#### Provided records
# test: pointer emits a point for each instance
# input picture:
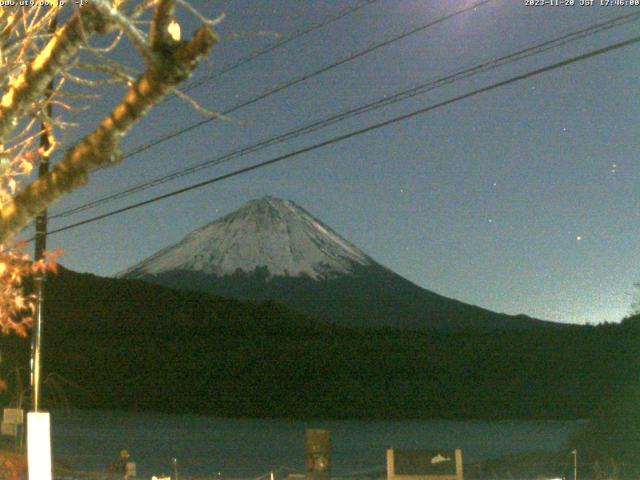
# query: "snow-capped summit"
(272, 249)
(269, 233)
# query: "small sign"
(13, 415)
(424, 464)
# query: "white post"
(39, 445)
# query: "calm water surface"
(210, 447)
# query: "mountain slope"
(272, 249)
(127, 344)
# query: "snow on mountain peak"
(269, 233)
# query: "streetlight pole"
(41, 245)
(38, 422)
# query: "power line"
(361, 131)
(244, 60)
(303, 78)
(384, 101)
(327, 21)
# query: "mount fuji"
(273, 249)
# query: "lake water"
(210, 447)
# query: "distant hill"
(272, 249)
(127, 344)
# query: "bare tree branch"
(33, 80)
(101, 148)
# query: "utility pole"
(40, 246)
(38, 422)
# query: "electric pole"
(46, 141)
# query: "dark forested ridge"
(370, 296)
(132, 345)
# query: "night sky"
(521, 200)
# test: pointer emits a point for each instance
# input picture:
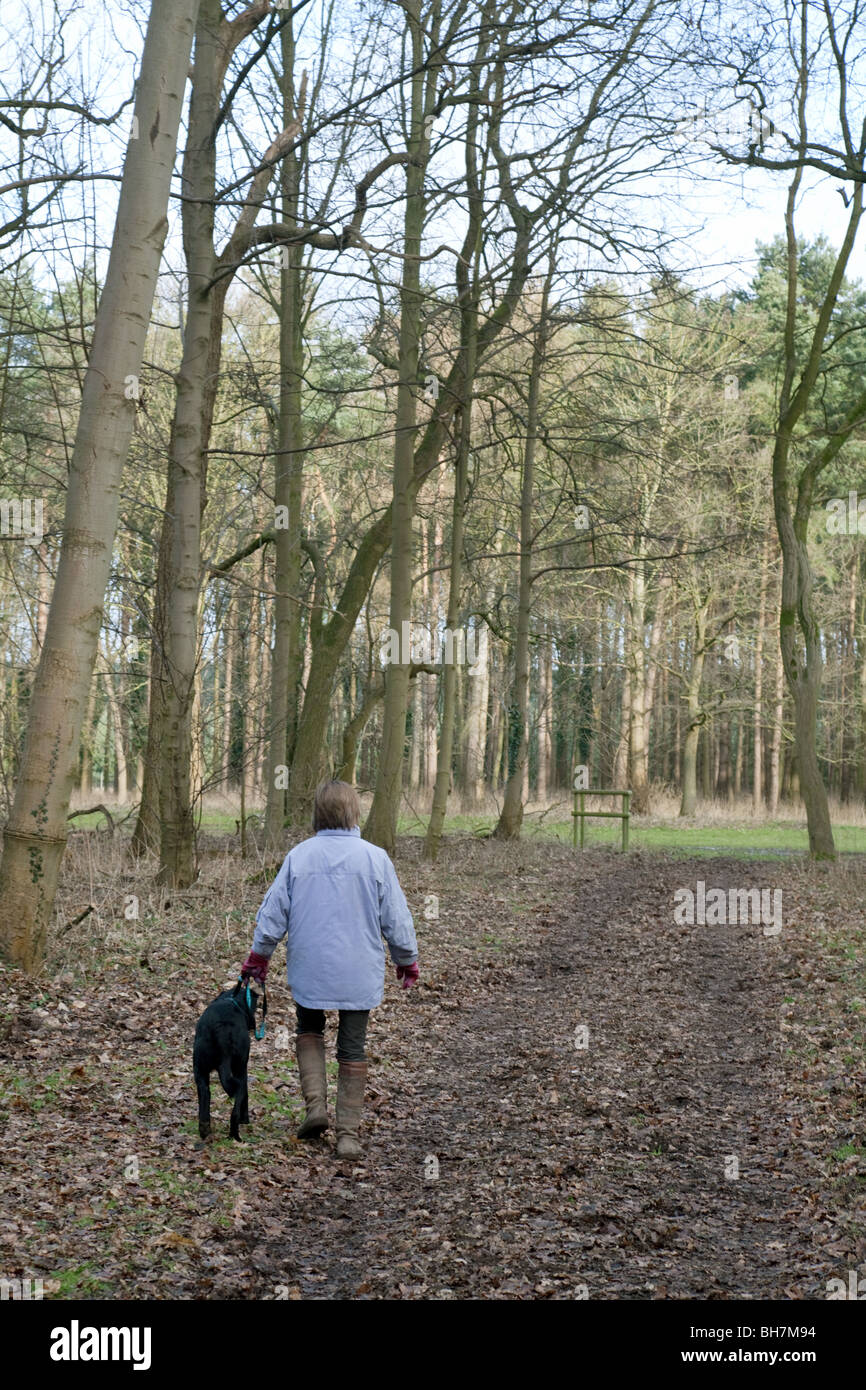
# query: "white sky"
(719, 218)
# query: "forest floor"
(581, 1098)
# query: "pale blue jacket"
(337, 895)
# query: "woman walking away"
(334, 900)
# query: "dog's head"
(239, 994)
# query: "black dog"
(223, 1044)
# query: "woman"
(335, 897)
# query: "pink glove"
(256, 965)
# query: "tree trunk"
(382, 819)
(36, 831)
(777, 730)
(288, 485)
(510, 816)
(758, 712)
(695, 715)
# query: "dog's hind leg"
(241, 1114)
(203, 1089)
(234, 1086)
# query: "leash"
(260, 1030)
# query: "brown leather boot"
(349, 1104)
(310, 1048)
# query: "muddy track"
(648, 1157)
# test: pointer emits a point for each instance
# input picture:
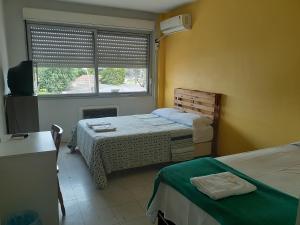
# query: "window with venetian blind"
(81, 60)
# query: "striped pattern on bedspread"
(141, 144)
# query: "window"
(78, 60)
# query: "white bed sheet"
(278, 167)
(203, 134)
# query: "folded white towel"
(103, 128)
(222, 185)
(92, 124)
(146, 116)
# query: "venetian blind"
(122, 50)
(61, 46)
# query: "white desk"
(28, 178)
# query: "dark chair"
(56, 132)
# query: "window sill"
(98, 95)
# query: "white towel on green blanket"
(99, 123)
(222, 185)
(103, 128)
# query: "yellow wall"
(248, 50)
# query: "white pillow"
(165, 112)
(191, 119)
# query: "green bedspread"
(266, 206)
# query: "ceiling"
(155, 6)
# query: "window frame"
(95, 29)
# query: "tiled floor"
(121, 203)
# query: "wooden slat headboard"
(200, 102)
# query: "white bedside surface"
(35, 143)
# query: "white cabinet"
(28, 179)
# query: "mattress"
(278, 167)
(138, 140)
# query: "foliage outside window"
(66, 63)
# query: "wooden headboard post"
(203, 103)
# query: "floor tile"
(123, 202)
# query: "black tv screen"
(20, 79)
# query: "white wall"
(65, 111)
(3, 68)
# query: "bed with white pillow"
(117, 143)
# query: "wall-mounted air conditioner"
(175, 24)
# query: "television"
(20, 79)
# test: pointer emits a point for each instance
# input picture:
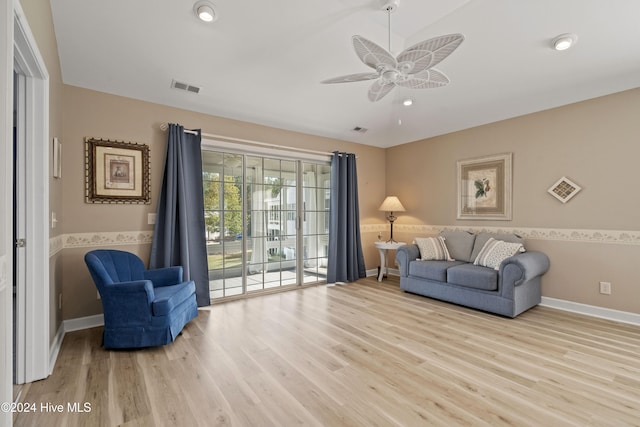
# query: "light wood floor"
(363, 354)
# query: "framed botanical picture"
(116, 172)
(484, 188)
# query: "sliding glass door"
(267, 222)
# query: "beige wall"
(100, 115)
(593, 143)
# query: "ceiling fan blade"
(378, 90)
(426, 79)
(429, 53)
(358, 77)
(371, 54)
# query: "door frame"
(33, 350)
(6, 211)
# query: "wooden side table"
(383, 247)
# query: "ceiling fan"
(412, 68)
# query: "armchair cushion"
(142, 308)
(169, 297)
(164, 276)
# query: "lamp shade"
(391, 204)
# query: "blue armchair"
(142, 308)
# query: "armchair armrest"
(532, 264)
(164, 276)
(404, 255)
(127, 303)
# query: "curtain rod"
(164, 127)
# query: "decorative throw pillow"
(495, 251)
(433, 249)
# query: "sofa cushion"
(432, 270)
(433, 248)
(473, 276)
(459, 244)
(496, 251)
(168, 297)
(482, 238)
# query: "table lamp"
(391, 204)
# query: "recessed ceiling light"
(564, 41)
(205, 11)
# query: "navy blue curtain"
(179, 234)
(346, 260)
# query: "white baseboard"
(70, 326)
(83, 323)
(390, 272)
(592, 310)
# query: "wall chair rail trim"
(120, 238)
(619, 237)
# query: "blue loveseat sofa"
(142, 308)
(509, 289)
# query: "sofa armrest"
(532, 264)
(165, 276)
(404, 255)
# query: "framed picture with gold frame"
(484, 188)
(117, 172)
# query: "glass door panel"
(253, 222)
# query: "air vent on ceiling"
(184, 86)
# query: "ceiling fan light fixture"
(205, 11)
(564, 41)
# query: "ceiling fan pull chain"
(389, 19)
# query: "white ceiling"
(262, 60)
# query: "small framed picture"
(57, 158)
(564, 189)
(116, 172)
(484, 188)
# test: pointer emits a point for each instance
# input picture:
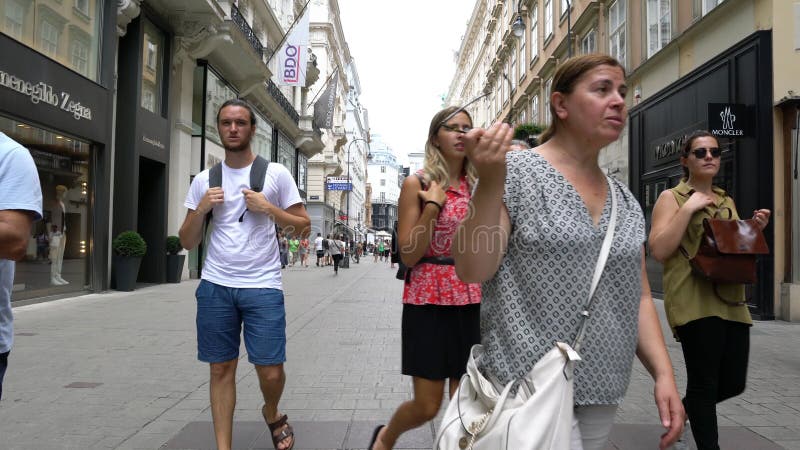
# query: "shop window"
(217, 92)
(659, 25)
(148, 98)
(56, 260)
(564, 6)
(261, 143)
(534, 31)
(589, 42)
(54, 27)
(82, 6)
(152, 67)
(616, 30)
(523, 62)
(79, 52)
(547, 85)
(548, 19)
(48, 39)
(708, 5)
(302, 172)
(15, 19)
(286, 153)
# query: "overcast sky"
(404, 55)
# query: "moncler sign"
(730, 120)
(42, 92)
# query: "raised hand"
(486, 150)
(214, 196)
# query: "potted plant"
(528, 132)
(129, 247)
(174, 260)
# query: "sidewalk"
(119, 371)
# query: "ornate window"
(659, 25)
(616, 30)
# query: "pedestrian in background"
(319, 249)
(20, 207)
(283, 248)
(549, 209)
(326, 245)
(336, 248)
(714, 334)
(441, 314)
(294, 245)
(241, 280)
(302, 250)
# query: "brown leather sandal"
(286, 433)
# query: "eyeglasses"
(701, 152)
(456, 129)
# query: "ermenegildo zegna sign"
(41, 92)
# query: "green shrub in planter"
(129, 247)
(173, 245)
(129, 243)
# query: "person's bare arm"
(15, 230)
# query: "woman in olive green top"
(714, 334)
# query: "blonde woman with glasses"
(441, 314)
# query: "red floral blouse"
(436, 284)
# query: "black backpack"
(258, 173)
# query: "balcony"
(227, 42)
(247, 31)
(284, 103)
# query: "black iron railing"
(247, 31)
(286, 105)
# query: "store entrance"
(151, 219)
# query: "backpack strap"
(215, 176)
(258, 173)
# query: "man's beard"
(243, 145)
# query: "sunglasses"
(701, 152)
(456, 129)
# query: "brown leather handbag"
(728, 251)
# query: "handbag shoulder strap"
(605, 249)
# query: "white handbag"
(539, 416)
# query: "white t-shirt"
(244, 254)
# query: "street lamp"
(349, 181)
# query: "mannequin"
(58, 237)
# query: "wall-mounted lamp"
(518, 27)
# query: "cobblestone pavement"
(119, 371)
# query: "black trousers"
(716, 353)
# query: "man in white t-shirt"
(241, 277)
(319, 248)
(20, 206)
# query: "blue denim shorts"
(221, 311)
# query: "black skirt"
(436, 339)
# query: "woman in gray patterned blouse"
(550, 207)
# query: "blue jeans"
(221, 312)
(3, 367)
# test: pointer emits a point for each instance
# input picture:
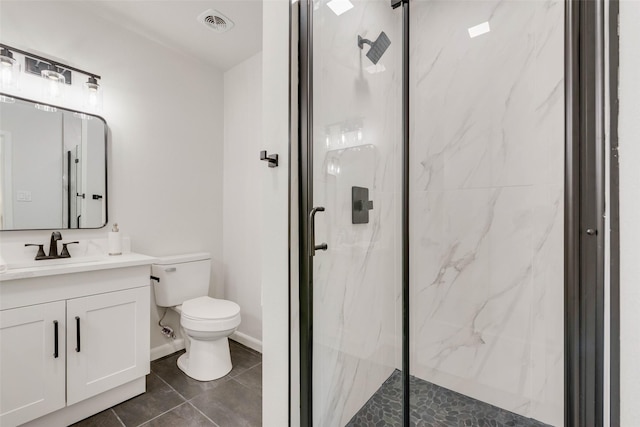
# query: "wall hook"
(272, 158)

#### What is asked
Exactly those lines that run from the line holding "in olive green" to the end of the listing above, both included, are to be reproduced, with pictures left out.

#### Exercise solution
# query: "woman in olive green top"
(714, 334)
# query: "blonde woman with glasses"
(441, 314)
# query: "red floral blouse"
(436, 284)
# query: "black backpack"
(258, 173)
# query: "balcony"
(227, 42)
(247, 31)
(284, 103)
# query: "black iron railing"
(247, 31)
(286, 105)
# query: "store entrance"
(151, 219)
# query: "backpack strap"
(215, 176)
(258, 173)
# query: "man's beard"
(243, 145)
# query: "sunglasses"
(701, 152)
(456, 129)
# query: "brown leather handbag"
(728, 251)
# query: "handbag shoulder strap"
(605, 249)
# query: "white handbag"
(539, 416)
# query: "white t-shirt"
(244, 254)
# query: "street lamp"
(349, 181)
# query: "mannequin"
(58, 237)
# query: "wall-mounted lamp"
(518, 27)
# query: "cobblestone pavement"
(119, 371)
# query: "black trousers"
(716, 353)
# query: "man in white t-shirt"
(241, 277)
(319, 248)
(20, 206)
# query: "blue denim shorts"
(221, 311)
# query: "black skirt"
(436, 339)
# query: "woman in gray patterned blouse"
(550, 207)
# query: "blue jeans"
(221, 312)
(3, 367)
# test: pointer emits a point for each instance
# input picture:
# query: "wall hook"
(272, 158)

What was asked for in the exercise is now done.